> [Your tasks]:
1) Reproduce word for word the stretch of the Sign API piece from "Dropbox had invested" through "raised my hand.".
2) In the Sign API customer success piece below, turn the paragraph that opens "I had two years as the dedicated Sign API CSM" into a short bulleted list that keeps its main facts.

> [Text segment]:

* * * * *

Dropbox had invested in a solid scaled CS motion for its core product — the infrastructure, the playbooks, the tooling. The Sign API sat alongside it with a different customer profile: self-serve developers who had integrated signing directly into their own products and didn't meet the threshold for a dedicated 1:1 CSM. When the DRI for that motion moved on to a new opportunity, I raised my hand.

The appeal wasn't just filling a role. It was the chance to build something purpose-built — a motion designed specifically for how developer customers actually behave, not adapted from an enterprise playbook. In a scaled, self-serve model, you don't wait for customers to raise their hand. The whole point is to be ahead of the signal. That kind of proactive, data-driven motion was exactly the kind of work I wanted to own.

I had two years as the dedicated Sign API CSM. I knew the product, the developer persona, where integrations broke, what questions came up at every stage, and which signals in the data preceded a quiet renewal failure. That context was the foundation. So I wrote the program.

Start with the Segmentation Problem

Before you can design a scaled CS motion, you have to be honest about what "scaled" actually means — and who it's for. The mistake I see most often is treating it as a lighter version of high-touch. It isn't. It's a different model entirely, and it starts with accepting a different customer relationship.

For Sign API, the segmentation was clear:

Self-Serve · Digital Motion

Digital Success Motion — This Program

Developers who bought the API, integrated it, and are largely running it themselves. They don't expect a named CSM. They expect the product to work, the documentation to be good, and outreach to be relevant when it arrives.

* * * * *

> [Source excerpt]:
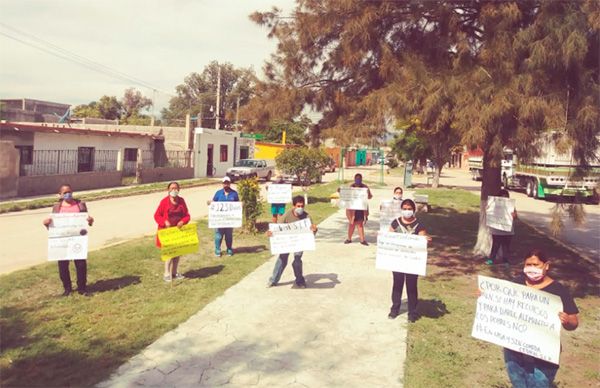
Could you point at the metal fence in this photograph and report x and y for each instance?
(60, 162)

* * * * *

> [Solutions to the problems]:
1)
Dropbox had invested in a solid scaled CS motion for its core product — the infrastructure, the playbooks, the tooling. The Sign API sat alongside it with a different customer profile: self-serve developers who had integrated signing directly into their own products and didn't meet the threshold for a dedicated 1:1 CSM. When the DRI for that motion moved on to a new opportunity, I raised my hand.

2)
- Two years as the dedicated Sign API CSM
- Knew the product and the developer persona
- Knew where integrations broke and what questions came up at every stage
- Knew which data signals came before a quiet renewal failure
- Used that context as the foundation for writing the program